RECORDED DATA:
»»

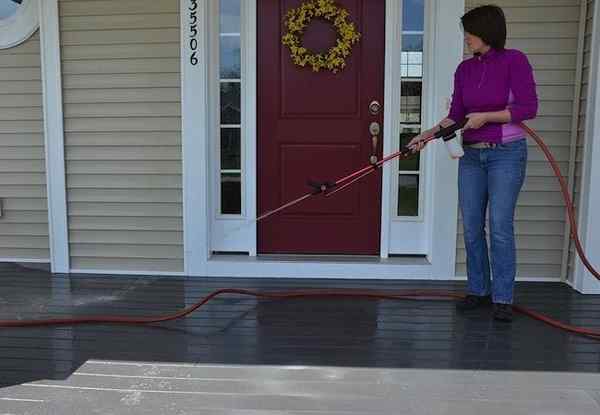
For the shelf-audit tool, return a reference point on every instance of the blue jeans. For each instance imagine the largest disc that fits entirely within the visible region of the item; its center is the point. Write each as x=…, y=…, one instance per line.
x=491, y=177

««
»»

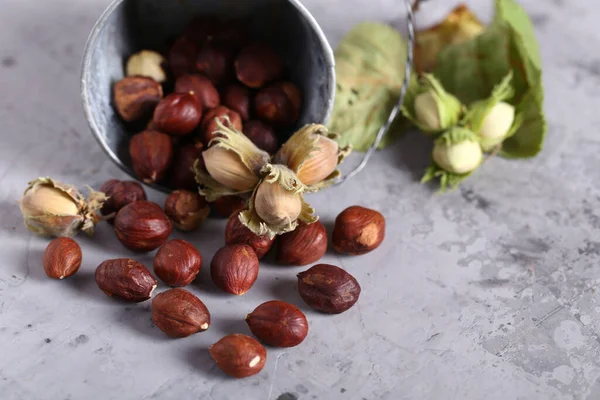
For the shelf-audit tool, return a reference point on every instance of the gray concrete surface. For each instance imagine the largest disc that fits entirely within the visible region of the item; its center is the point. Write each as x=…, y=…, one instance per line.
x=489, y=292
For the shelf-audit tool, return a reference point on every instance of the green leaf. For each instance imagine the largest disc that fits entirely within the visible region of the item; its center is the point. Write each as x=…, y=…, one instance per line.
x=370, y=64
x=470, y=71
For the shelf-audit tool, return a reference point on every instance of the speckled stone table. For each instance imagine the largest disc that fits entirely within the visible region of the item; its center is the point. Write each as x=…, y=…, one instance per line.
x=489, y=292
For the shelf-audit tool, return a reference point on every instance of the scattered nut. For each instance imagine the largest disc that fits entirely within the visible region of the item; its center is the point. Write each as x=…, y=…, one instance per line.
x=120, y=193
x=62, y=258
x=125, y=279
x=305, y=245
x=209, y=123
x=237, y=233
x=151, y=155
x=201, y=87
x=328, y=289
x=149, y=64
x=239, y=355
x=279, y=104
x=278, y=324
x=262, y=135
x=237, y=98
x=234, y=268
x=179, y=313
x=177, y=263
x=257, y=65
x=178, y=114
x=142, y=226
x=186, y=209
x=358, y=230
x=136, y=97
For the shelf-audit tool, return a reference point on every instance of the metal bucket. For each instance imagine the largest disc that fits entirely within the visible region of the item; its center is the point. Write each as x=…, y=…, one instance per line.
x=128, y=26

««

DIRECTIONS FOR THIS TASK: Please arrange the entries as a two-column CSV with columns named text and answer, one row per entry, beginning at the line that contains "of the green" and stopping after the line that contains "x=470, y=71". Put each value in a single quoted field, with line breaks replaced by spaces.

THE RESULT:
text,answer
"For the shelf-audit tool, return a reference point on every instance of the green leaf. For each instance imagine the largest disc that fits entirely within the visible region of the item; its center is the point. Write each as x=…, y=…, one instance per line.","x=370, y=64 x=470, y=71"